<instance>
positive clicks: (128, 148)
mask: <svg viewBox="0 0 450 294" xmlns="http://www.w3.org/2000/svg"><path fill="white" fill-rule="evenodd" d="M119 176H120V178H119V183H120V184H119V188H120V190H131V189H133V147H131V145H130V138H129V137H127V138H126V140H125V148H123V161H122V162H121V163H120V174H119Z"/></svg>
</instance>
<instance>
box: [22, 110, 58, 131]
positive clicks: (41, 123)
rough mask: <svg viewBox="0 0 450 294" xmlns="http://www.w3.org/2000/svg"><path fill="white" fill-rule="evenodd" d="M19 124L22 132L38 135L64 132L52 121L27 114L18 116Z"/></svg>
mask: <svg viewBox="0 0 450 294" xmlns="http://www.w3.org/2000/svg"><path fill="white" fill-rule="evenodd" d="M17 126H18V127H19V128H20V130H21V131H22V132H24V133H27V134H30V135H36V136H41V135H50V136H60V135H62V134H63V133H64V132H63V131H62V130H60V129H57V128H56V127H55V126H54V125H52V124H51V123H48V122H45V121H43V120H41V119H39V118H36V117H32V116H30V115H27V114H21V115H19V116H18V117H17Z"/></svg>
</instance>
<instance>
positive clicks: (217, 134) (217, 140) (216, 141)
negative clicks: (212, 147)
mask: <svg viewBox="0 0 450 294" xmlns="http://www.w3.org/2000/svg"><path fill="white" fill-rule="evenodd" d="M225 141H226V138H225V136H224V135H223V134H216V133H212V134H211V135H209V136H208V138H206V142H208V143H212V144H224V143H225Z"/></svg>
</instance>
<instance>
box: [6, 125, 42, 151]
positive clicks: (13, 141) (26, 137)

• What this task involves:
Take the lines from the first line of the records through the line holding "positive clicks: (41, 123)", both included, and please reproduce them exactly with nothing added.

• Task result:
<instance>
positive clicks: (128, 148)
mask: <svg viewBox="0 0 450 294" xmlns="http://www.w3.org/2000/svg"><path fill="white" fill-rule="evenodd" d="M119 176H120V178H119V183H120V184H119V188H120V190H131V189H133V147H131V145H130V138H129V137H127V138H126V140H125V148H123V161H122V162H121V163H120V174H119Z"/></svg>
</instance>
<instance>
box: [22, 110, 58, 131]
positive clicks: (41, 123)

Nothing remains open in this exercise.